START Data

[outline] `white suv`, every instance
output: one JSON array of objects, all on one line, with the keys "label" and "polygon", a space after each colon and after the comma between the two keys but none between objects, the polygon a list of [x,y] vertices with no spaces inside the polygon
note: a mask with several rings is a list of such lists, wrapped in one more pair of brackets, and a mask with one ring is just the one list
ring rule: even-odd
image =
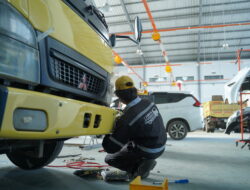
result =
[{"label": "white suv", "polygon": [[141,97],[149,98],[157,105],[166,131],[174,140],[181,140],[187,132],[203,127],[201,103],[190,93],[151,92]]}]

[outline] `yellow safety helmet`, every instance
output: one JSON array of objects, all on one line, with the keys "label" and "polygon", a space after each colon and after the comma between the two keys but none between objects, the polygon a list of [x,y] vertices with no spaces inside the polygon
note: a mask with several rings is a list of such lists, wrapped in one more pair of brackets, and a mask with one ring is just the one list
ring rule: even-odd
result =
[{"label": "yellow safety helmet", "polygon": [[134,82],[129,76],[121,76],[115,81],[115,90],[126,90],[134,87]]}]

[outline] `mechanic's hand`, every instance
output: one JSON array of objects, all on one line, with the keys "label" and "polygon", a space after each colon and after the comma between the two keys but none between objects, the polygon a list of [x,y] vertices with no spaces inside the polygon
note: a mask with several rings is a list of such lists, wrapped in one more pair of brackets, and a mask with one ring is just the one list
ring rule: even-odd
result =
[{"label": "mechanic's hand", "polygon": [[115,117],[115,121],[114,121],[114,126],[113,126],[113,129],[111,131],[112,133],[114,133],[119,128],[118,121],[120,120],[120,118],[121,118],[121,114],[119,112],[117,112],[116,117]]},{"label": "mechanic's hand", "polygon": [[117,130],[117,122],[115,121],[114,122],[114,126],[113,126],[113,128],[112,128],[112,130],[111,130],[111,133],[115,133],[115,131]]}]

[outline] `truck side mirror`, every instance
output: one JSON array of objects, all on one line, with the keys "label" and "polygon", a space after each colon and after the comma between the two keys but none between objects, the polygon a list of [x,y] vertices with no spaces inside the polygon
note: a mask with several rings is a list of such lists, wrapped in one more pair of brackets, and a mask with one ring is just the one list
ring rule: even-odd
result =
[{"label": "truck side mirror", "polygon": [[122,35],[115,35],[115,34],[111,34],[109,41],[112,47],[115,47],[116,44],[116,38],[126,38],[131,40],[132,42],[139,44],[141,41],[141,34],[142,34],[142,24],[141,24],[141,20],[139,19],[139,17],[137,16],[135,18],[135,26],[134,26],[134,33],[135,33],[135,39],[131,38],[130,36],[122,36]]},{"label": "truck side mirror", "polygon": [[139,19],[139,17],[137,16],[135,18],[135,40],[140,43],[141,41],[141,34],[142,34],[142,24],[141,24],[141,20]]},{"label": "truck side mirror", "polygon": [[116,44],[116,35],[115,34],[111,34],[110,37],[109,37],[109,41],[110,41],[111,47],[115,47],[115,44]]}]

END Data

__Work instruction__: Could you return the lines in the entries above that contain "every"?

__Answer area__:
[outline] `white suv`, every instance
[outline] `yellow safety helmet`, every instance
[outline] `mechanic's hand`, every instance
[outline] `truck side mirror`, every instance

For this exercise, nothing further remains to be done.